**DATA**.
====================

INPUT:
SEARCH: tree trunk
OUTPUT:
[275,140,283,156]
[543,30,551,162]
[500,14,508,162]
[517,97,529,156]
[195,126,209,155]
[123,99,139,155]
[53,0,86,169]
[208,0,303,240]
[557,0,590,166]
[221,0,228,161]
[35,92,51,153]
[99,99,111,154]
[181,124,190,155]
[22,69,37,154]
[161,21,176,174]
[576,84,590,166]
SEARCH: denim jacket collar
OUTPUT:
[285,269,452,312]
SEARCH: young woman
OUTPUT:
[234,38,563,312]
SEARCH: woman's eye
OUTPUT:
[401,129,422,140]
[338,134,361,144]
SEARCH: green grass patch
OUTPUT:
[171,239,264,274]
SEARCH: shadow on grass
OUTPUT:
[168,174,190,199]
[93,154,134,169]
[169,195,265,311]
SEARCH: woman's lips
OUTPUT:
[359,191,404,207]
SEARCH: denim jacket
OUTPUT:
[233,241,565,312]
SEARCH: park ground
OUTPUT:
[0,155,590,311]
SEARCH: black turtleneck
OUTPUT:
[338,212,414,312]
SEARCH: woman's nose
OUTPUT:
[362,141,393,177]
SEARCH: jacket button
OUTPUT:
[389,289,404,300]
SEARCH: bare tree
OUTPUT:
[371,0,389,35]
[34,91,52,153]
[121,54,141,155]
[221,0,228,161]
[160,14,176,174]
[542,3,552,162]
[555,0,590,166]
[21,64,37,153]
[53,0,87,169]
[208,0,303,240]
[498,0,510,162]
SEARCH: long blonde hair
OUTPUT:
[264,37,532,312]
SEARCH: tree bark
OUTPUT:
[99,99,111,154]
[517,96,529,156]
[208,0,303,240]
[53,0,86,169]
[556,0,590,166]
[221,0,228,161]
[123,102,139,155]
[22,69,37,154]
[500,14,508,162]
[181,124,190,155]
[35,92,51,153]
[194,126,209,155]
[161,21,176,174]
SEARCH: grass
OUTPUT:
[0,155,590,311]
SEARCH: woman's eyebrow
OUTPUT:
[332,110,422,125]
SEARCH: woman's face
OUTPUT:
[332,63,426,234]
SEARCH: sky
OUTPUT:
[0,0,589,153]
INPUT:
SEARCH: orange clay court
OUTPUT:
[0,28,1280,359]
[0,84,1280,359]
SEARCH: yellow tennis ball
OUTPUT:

====================

**EXERCISE BRIEF**. Rewrite every line of the items above as a numbered list, leaving out any blank lines.

**FULL OUTPUT**.
1. INPUT:
2. SEARCH: tree trunk
3. OUTPUT:
4. [275,140,283,156]
5. [543,30,551,162]
6. [500,14,508,162]
7. [517,97,529,156]
8. [195,126,209,155]
9. [123,99,139,155]
10. [53,0,86,169]
11. [208,0,303,240]
12. [557,0,590,166]
13. [221,0,228,161]
14. [35,92,51,153]
15. [99,99,111,154]
16. [181,124,190,155]
17. [22,69,37,154]
18. [161,21,176,174]
19. [576,84,590,166]
20. SEARCH: denim jacket collar
21. OUTPUT:
22. [285,269,452,312]
23. SEARCH: young woman
24. OUTPUT:
25. [234,38,563,312]
26. SEARCH: woman's eye
27. OUTPUT:
28. [401,129,422,140]
29. [338,134,361,144]
30. SEARCH: green grass patch
31. OUTPUT:
32. [171,239,264,274]
33. SEARCH: shadow on grass
34. OUTPUT:
35. [168,174,190,199]
36. [93,154,134,169]
37. [169,195,265,311]
38. SEARCH: woman's lips
39. OUTPUT:
40. [359,191,404,207]
41. SEARCH: denim jacket
42. OUTPUT:
43. [233,241,565,312]
44. SEARCH: park ground
45. OUTPUT:
46. [0,155,590,311]
47. SEARCH: black turtleneck
48. OUTPUT:
49. [338,212,414,312]
50. SEARCH: woman's nose
51. OUTPUT:
52. [362,141,393,177]
53. SEARCH: jacket button
54. OUTPUT:
55. [389,289,404,300]
56. SEARCH: bare tree
57. OUTPUT:
58. [371,0,389,35]
59. [34,91,52,153]
60. [121,54,141,155]
61. [221,0,228,161]
62. [160,14,176,174]
63. [542,3,552,162]
64. [555,0,590,166]
65. [21,64,37,153]
66. [53,0,87,169]
67. [208,0,303,240]
68. [498,0,510,162]
69. SEARCH: long blonde hair
70. OUTPUT:
71. [264,37,532,312]
72. SEARCH: tree bark
73. OUTPUT:
74. [99,99,111,154]
75. [517,96,529,156]
76. [208,0,303,240]
77. [53,0,86,169]
78. [556,0,590,166]
79. [221,0,228,161]
80. [123,102,139,155]
81. [22,69,37,154]
82. [500,14,508,162]
83. [181,124,190,155]
84. [35,92,51,153]
85. [194,126,209,155]
86. [161,21,176,174]
87. SEARCH: grass
88. OUTPUT:
89. [0,155,590,311]
90. SEARCH: woman's eyebrow
91. OUTPUT:
92. [332,110,422,125]
93. SEARCH: woman's face
94. OUTPUT:
95. [332,63,426,234]
96. SEARCH: sky
97. OUTPUT:
98. [0,0,589,153]
99. INPUT:
100. SEARCH: orange clay court
101. OUTPUT:
102. [0,28,1280,359]
103. [0,84,1280,359]
104. SEARCH: yellow tennis ball
105. OUTPUT:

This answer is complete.